### What is required
Please revise the records below so that every "Reviewer note" becomes "Annotator note", leaving everything else unchanged.

(Location annotation dataset excerpts)
══════════════════════════════
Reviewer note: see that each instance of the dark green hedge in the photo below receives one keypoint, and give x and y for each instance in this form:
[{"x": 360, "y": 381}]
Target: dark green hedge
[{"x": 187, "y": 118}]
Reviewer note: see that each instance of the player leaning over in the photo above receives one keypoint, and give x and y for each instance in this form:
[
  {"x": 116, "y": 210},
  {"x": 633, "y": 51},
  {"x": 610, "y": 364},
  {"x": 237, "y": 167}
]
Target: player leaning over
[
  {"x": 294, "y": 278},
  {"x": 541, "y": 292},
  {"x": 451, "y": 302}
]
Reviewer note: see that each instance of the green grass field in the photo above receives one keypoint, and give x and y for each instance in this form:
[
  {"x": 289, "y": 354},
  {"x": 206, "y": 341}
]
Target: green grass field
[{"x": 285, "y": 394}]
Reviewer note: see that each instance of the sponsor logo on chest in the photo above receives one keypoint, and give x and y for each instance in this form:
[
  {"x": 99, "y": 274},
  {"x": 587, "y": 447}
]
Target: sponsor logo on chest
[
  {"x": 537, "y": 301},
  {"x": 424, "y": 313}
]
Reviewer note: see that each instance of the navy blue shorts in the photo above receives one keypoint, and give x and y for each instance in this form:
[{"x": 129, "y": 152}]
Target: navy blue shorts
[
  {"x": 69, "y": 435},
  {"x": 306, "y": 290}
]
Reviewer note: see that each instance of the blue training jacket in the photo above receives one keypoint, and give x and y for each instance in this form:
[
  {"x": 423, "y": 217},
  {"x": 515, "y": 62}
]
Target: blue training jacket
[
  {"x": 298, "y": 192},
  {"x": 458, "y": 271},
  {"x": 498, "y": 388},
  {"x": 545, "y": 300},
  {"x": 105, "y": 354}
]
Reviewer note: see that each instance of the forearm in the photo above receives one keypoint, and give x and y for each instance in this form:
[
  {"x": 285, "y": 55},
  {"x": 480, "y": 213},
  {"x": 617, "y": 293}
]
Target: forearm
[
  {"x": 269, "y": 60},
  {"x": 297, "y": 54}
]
══════════════════════════════
### The output
Annotator note: see that each instance of the dark green hedge in the photo below receives one keypoint, and give x and y for each instance in this form:
[{"x": 360, "y": 381}]
Target: dark green hedge
[{"x": 187, "y": 118}]
Annotator note: see that each instance of the player leaning over in the photo above receives one keypoint, and give x and y for each instance in this form:
[
  {"x": 116, "y": 210},
  {"x": 633, "y": 51},
  {"x": 610, "y": 364},
  {"x": 237, "y": 167}
]
Target: player leaning over
[
  {"x": 294, "y": 278},
  {"x": 541, "y": 292},
  {"x": 451, "y": 302}
]
Annotator note: see that each instance of the green grass field in the photo above receives one keypoint, and give x and y for each instance in this form:
[
  {"x": 289, "y": 354},
  {"x": 206, "y": 341}
]
Target: green grass field
[{"x": 285, "y": 394}]
Annotator note: see that each instance of the sponsor logo on chest in the photo above receives one keypoint, and give x and y for each instance in this form:
[
  {"x": 99, "y": 274},
  {"x": 587, "y": 447}
]
Target: sponsor logo on chest
[
  {"x": 537, "y": 301},
  {"x": 424, "y": 313}
]
Annotator note: see that each instance of the navy blue shorts in the photo above receives one keypoint, and give x and y for each instance in this form:
[{"x": 129, "y": 152}]
Target: navy blue shorts
[
  {"x": 69, "y": 435},
  {"x": 306, "y": 290}
]
Annotator note: see that each instance of the blue training jacket in the photo above receives one keypoint, and give x and y for each instance in this form:
[
  {"x": 423, "y": 217},
  {"x": 515, "y": 62}
]
Target: blue training jacket
[
  {"x": 298, "y": 192},
  {"x": 458, "y": 271},
  {"x": 498, "y": 388},
  {"x": 545, "y": 300},
  {"x": 105, "y": 354}
]
Annotator note: see that each instance of the forearm in the photo above receives one keypoint, and give x and y for each instance in this form:
[
  {"x": 285, "y": 55},
  {"x": 480, "y": 213},
  {"x": 617, "y": 293}
]
Target: forearm
[
  {"x": 269, "y": 60},
  {"x": 297, "y": 54}
]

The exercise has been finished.